DIRECTION.
Copy every one of the records below word for word.

EXTRACTED MATERIAL.
%%

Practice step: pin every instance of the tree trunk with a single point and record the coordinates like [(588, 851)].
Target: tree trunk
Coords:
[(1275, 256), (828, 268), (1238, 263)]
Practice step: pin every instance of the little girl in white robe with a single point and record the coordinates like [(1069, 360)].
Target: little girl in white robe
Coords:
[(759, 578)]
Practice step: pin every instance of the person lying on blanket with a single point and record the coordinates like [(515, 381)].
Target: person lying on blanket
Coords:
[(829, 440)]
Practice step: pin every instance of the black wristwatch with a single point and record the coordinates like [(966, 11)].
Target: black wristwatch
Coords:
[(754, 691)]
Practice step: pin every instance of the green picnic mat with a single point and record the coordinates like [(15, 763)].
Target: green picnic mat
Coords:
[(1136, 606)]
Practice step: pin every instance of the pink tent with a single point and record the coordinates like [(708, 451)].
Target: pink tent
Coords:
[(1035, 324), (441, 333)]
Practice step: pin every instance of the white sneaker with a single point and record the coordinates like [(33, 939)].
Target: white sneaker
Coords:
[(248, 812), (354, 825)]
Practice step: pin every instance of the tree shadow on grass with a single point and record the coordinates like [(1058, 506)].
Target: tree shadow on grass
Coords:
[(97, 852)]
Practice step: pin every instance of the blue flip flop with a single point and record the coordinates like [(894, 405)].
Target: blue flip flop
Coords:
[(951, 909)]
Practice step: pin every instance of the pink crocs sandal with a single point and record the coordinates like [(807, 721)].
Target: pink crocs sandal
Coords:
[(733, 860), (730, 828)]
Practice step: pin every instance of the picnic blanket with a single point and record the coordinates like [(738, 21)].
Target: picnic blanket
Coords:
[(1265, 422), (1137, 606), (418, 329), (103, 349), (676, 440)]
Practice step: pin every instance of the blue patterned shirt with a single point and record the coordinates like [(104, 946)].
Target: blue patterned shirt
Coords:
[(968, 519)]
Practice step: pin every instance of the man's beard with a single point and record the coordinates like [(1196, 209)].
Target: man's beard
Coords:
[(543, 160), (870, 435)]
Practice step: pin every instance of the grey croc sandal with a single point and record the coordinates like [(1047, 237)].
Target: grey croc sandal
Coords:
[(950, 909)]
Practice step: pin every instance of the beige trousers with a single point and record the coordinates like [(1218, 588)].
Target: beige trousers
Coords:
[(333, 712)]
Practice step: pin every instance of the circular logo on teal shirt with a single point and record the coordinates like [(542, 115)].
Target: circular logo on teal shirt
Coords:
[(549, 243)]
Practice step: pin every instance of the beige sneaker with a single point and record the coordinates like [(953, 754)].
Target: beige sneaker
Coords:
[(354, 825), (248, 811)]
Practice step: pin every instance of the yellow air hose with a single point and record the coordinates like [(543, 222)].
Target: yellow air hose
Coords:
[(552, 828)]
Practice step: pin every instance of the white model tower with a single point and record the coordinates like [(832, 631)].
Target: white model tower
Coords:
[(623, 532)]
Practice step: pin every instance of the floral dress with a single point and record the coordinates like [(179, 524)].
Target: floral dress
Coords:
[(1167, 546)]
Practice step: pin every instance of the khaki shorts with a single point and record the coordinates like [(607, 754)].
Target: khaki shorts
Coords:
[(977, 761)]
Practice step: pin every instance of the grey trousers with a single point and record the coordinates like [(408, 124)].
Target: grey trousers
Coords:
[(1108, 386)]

%%

THE RESPONSE.
Practice step: pin every instance of the tree trunk with a single point and record the coordinates like [(588, 851)].
Target: tree trunk
Coords:
[(1275, 256), (828, 268), (1238, 263)]
Practice step: pin every instance of the little girl in white robe with a single point and record the coordinates like [(1069, 360)].
Target: little girl in white robe
Coords:
[(759, 578)]
Practice step: pin every instance of the person lying on blanket with a single point and record the coordinates like [(515, 381)].
Target: person lying on blanket
Coords:
[(829, 440)]
Practice step: pin every instance of the black wristwatch with a single point and record the coordinates like [(966, 11)].
Target: black wristwatch
Coords:
[(754, 691)]
Practice step: pin every instance of the green picnic mat with a single point and record the coordinates like [(15, 763)].
Target: green picnic mat
Coords:
[(1136, 606)]
Practice step: pin every instance of the pink tent with a single point and record the coordinates like [(708, 451)].
Target: pink tent
Coords:
[(1035, 324), (441, 333)]
Practice step: pin every instance of the white sneaker with a single point and record the coordinates like [(33, 939)].
Target: white sneaker
Coords:
[(248, 812), (354, 825)]
Practice step: pin every instance of the tree shadow on grass with a single point and record the coordinates like [(1058, 506)].
Target: tree shadow on grass
Coords:
[(97, 852)]
Practice step: pin every instance of the blue flip flop with a single point and record the coordinates like [(894, 405)].
Target: blue flip flop
Coords:
[(951, 909)]
Practice step: pin every instance of the pink crocs sandal with a single point and record the coordinates like [(807, 721)].
Target: pink crocs sandal
Coords:
[(733, 860), (730, 828)]
Practice step: pin every instance of the picnic blanket with a single point and record the coordinates like [(738, 21)].
Target: picnic blanket
Coords:
[(1265, 422), (1137, 606), (418, 329), (103, 349), (676, 440)]
Practice step: pin every instance of the blue patterned shirt with a single point and record the coordinates like [(104, 946)].
Target: blue patterned shirt
Coords:
[(968, 519)]
Practice step: pin every instance of the man's beard with a single point and record the coordinates like [(1196, 209)].
Target: man's beard
Coords:
[(543, 160), (870, 435)]
Practice step: pin every instance of the grey croc sandal with a single point and record the coordinates like [(1047, 237)].
Target: grey croc sandal
Coords:
[(950, 909)]
Practice step: pin every instance of the beige trousers with a single point and record the coordinates like [(1218, 588)].
Target: beige trousers
Coords:
[(333, 712)]
Practice step: pin every instance of the circular logo on teal shirt with a single point and record the coordinates like [(542, 115)].
Target: circular logo on teal shirt
Coords:
[(549, 243)]
Practice step: pin every instance of the beige sneaker with a single point and record the coordinates like [(953, 754)].
Target: beige sneaker
Coords:
[(354, 825), (248, 811)]
Practice step: pin every instance of the yellow air hose with a single point and record the coordinates like [(543, 222)].
Target: yellow air hose
Coords:
[(552, 828)]
Practice step: pin every instance of the white model tower with a single point and record the coordinates like [(832, 631)].
Target: white model tower
Coords:
[(623, 532)]
Practice step: pin every instance of the floral dress with a single point and record the coordinates like [(179, 524)].
Target: floral dress
Coords:
[(1167, 546)]
Practice step: pin every instance of the khaki shorts with a single point and record the coordinates like [(607, 754)].
Target: khaki shorts
Coords:
[(977, 761)]
Practice step: pin every instance of the grey trousers with a single point and record the coordinates like [(408, 124)].
Target: grey trousers
Coords:
[(1108, 386)]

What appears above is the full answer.